PROMPT
Leave out any pictures and transcribe all other data below exactly.
───
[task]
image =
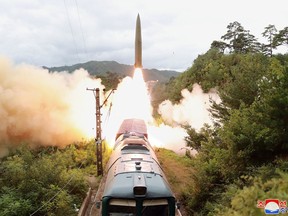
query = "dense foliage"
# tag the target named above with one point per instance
(45, 181)
(243, 157)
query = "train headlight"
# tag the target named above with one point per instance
(139, 188)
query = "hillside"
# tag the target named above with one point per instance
(100, 68)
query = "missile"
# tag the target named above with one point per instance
(138, 44)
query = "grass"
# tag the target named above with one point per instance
(178, 170)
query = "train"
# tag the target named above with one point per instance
(135, 182)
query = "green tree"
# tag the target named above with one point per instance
(269, 33)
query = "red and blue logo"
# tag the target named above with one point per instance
(273, 206)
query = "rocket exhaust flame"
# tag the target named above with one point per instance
(55, 109)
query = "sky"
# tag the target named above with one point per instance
(66, 32)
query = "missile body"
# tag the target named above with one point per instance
(138, 44)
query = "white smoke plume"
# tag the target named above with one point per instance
(192, 109)
(44, 108)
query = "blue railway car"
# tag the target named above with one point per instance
(135, 182)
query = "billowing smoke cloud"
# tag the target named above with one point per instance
(44, 108)
(192, 109)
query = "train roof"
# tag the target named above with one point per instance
(134, 166)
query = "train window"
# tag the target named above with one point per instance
(121, 207)
(134, 147)
(155, 208)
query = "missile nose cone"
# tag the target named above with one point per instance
(138, 44)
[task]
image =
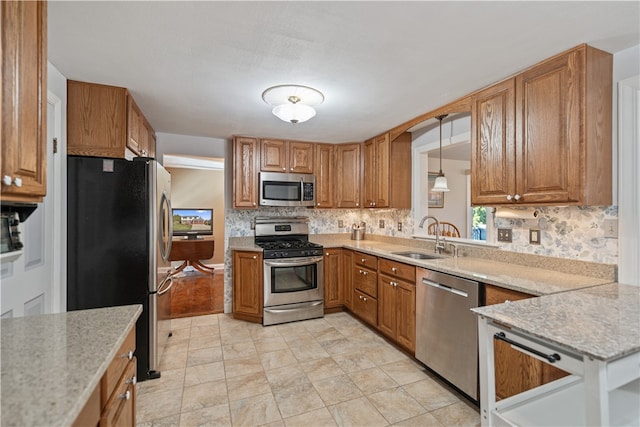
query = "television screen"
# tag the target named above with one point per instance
(192, 222)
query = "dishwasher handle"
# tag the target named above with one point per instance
(551, 358)
(445, 288)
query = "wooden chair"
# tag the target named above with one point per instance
(446, 229)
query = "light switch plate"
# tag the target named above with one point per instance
(504, 235)
(610, 228)
(534, 236)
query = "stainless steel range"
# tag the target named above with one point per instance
(293, 270)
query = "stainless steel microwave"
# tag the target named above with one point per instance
(287, 189)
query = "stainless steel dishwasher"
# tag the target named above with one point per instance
(446, 329)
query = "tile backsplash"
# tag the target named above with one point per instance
(574, 232)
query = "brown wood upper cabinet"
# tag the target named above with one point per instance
(245, 172)
(286, 156)
(543, 137)
(324, 175)
(105, 121)
(24, 100)
(387, 172)
(347, 188)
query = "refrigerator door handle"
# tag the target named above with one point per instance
(168, 279)
(165, 225)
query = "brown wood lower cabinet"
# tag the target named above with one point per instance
(333, 291)
(113, 401)
(247, 286)
(515, 371)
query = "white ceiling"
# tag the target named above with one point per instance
(199, 68)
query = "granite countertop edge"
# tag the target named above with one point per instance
───
RIGHT ANSWER
[task]
image =
query = "dense foliage"
# tag the target named above with one point per instance
(45, 181)
(243, 157)
query = "train headlight"
# tag the target named above with one point per instance
(139, 188)
query = "hillside"
# tag the target named above with one point per instance
(100, 68)
query = "missile"
# tag the target named above with one point per instance
(138, 44)
query = "grass"
# tag the target named above with one point per instance
(178, 170)
query = "train"
# tag the target named above with one point per instance
(135, 182)
query = "green tree"
# tag the target named above with one point per instance
(269, 33)
query = "red and blue logo"
# tag the target named above with one point per instance
(273, 206)
query = "rocket exhaust flame"
# tag the target named above with one point per instance
(55, 109)
query = "sky"
# tag the target named above with one point per instance
(66, 32)
query = "missile body"
# tag the target named above with one point per instance
(138, 44)
query = "white smoke plume"
# tag the target named above with one point per instance
(192, 109)
(44, 108)
query = "blue railway car"
# tag the target named above with one point per instance
(135, 182)
query = "billowing smoke cloud"
# tag the target named above with one point per instance
(44, 108)
(192, 109)
query = "train roof"
# tag the target named above with one point per instance
(134, 166)
query = "train window"
# tag the target named above with one point per instance
(121, 207)
(134, 147)
(155, 208)
query = "missile nose cone"
# tag the target named above with one point per instance
(138, 44)
[task]
image =
query = "television screen"
# tag the target named above with one point per instance
(192, 222)
query = "dishwasher handle"
# tag the target named above with one point per instance
(551, 358)
(445, 288)
query = "wooden chair"
# tag the target named above with one point per instance
(446, 229)
query = "light switch plate"
# tag the target named above with one point per instance
(504, 235)
(610, 228)
(534, 236)
query = "stainless steel range"
# tag the target named above with one point per instance
(293, 270)
query = "stainless steel microwave"
# tag the target named above with one point per instance
(287, 189)
query = "stainless steel dishwasher"
# tag the target named above with one point per instance
(446, 329)
query = "tile backsplash"
# tag the target named above with one point per instance
(574, 232)
query = "brown wood upper cabinet"
# tag the target named above with one point per instance
(245, 172)
(286, 156)
(543, 137)
(324, 175)
(105, 121)
(24, 100)
(387, 172)
(347, 188)
query = "refrigerator door handle"
# tag the target named above with one point per instance
(168, 279)
(165, 225)
query = "brown wood lower cabinet"
# tag the target named above with one point per instance
(333, 291)
(113, 401)
(247, 286)
(515, 371)
query = "white ceiling"
# tag the target named above with one point per instance
(199, 68)
query = "granite countertop edge"
# tag the target named above with one point per instance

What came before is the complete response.